▶ _Exercise details_
Write out every record below exactly as it appears.

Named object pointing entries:
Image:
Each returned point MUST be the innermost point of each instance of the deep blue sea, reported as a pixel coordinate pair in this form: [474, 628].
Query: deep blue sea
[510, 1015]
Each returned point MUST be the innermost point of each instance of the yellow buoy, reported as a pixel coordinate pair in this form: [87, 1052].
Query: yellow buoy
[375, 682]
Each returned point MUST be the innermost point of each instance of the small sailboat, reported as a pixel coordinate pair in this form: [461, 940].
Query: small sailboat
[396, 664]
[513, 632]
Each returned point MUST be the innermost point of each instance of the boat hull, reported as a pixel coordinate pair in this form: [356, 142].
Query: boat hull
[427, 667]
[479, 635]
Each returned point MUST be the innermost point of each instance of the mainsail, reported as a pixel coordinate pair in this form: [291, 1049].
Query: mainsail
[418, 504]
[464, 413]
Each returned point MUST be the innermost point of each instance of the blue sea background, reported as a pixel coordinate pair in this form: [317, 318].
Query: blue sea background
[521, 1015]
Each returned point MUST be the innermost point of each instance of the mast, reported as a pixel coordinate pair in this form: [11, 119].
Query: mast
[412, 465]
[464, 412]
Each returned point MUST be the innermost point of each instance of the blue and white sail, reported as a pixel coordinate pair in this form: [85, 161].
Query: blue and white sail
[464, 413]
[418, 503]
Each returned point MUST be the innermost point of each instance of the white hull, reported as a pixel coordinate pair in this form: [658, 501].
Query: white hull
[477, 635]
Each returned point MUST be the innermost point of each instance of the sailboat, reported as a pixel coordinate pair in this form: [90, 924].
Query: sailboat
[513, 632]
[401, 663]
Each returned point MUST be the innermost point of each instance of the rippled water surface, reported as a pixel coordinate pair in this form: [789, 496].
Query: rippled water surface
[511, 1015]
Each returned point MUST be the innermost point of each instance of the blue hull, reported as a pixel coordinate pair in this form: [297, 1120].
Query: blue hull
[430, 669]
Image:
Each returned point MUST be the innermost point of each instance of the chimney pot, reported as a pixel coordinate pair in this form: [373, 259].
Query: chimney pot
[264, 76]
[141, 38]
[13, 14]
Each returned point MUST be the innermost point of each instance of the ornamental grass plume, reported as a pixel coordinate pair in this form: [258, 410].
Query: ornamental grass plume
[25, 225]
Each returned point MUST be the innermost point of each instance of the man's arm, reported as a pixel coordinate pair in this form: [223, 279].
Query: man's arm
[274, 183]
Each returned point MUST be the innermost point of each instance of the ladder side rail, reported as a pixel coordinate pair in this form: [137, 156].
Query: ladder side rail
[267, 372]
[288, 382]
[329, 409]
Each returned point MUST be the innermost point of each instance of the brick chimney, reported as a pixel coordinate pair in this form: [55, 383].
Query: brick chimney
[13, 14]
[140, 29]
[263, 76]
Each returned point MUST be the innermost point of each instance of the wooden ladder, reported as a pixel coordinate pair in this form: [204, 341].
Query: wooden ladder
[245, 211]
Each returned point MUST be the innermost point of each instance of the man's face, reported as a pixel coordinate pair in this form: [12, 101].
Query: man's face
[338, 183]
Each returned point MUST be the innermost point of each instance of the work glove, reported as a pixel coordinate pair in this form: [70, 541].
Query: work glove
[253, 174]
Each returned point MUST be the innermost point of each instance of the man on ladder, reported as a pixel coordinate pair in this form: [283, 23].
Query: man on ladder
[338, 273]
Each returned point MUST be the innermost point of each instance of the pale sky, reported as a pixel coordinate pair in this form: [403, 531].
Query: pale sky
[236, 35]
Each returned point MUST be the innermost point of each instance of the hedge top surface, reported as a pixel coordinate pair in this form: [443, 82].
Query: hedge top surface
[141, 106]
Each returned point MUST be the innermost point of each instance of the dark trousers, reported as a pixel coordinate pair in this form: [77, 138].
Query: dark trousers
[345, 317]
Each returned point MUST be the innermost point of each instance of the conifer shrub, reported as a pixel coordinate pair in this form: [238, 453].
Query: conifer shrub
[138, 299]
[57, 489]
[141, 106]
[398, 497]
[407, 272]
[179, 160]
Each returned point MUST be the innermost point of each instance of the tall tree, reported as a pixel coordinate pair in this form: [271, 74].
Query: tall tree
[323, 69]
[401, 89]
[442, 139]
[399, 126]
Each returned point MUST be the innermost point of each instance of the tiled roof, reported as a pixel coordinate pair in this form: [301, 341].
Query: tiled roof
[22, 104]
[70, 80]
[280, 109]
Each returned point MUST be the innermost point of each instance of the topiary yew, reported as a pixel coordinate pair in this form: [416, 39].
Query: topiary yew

▶ _Solution to the problem_
Image:
Each returned point MUST be the innermost point of each instance of the deep blue sea, reported as a pixel coordinate pair in this form: [474, 628].
Query: deep blue sea
[510, 1015]
Each returned point MUST be the innermost point of each instance of the yellow buoy, reported as a pixel coordinate pair in this form: [87, 1052].
Query: yellow buoy
[375, 682]
Each returned point MUST be the innermost point of each instance of the small sailboat, reported as a pixel coordinate pair in this form: [461, 940].
Query: small sailboat
[396, 664]
[513, 632]
Each returned point MUST be the innermost point of each instance of the boat hull, reported as a pixel coordinate pair in this form: [356, 142].
Query: boat hull
[427, 667]
[479, 635]
Each returned point MUST be the innermost point of each instance of the mainsail, reported as a pixel coordinate pair in this form: [291, 1049].
Query: mainsail
[418, 504]
[464, 413]
Each returned point MUST be the innermost point of each instance of the blue sea background, reported as a pixel coordinate pair in this form: [317, 318].
Query: blue sea background
[521, 1015]
Each returned point MUST be the innermost point of each instance of the mast, reported as a pixel coordinate pair in this form: [11, 119].
Query: mast
[412, 465]
[464, 412]
Each returned point MUST be the innermost point of each instance of the blue and white sail, reported as a pixel coordinate pair in this form: [85, 161].
Query: blue and white sail
[464, 413]
[418, 503]
Each returned point MUST be the innermost point of each instance of the white hull, reported as a pixel coordinate pair in this form: [658, 501].
Query: white hull
[477, 635]
Each returned point MUST be the innermost point of each instance of the sailboat, reported as a pixel coordinate pair in this form: [90, 924].
Query: sailboat
[513, 632]
[401, 663]
Each returned point MUST be the innermost point of each instance of the rippled water surface, reported as a pixel coordinate pair in this form: [789, 496].
Query: rippled water surface
[511, 1015]
Each returned point MUST be the innermost point of each instance of the blue hull, reported as a pixel coordinate pair in this form: [297, 1120].
Query: blue hull
[430, 669]
Image:
Each returned point MUST be the innermost point of each instance of the chimney pot, reported as a pixel coordinate pair in this form: [373, 259].
Query: chimney pot
[264, 76]
[141, 38]
[13, 14]
Each returned point MUST be the innermost point of each instance of the ornamental grass plume, reported as a pixel coordinate pair in this form: [258, 410].
Query: ornamental grass plume
[25, 225]
Each returned point MUST be the innermost point of each instance of the man's arm, reported as a pixel coordinate pair in this form: [223, 279].
Query: man's arm
[274, 183]
Each returned point MUST be the innermost point of each instance of the ladder side rail, reported as a pixel coordinate pair in this form: [137, 156].
Query: ladder side rail
[267, 372]
[288, 382]
[329, 409]
Each returned point MUST be the innermost point of each instance of the brick chimney, reported as a pixel coordinate pair in this form: [55, 383].
Query: brick chimney
[13, 14]
[140, 29]
[263, 76]
Each returned point MUST be the innermost point of each instance of the wooden ladder, reported as a pixel coordinate pair in this form: [204, 341].
Query: wooden ladder
[245, 211]
Each returned point MUST be the innermost point of each instance of the man's face, reported as a pixel coordinate pair in this form: [12, 101].
Query: man's face
[338, 183]
Each returned point MUST be the innermost point of each instance of the work glove, reported as a pixel coordinate pair in this form: [70, 541].
Query: work glove
[253, 174]
Each returned point MUST be the innermost point of each instance of the man on ladder, reported as a pixel coordinate pair in this form: [283, 23].
Query: man on ladder
[338, 273]
Each returned point MUST be the innermost point of each instance of the pale sky, reported as a pixel coordinate pair in this form: [403, 531].
Query: pale sky
[236, 35]
Each returned point MUST be the innermost point of each instance of the hedge top surface, reported as a pixel coordinate pair in this form: [443, 82].
Query: hedge top surface
[141, 106]
Each returned point MUST be the innermost point of each instance of the dark trousers, reported as a pixel coordinate pair in this form: [77, 138].
Query: dark trousers
[345, 317]
Each returned point MUST be the innermost point of each instance of the conifer shrub, reported as a pixel coordinate pair in this form: [238, 453].
Query: conifer shrub
[138, 299]
[57, 489]
[141, 106]
[398, 497]
[407, 272]
[179, 160]
Each returned point MUST be the innermost point of each instance of the tall tree, reported as a pixel coordinate pair in this form: [271, 74].
Query: tall tree
[323, 69]
[401, 89]
[442, 139]
[399, 126]
Each returned point MUST be the innermost point of each instance of the tiled roof, reported as a pixel coordinate pair in this form: [301, 341].
Query: tiled roof
[22, 104]
[70, 80]
[280, 109]
Each returned point MUST be the innermost point of each instance of the topiary yew, reported as a pixel coordinate pair in this form: [416, 39].
Query: topiary yew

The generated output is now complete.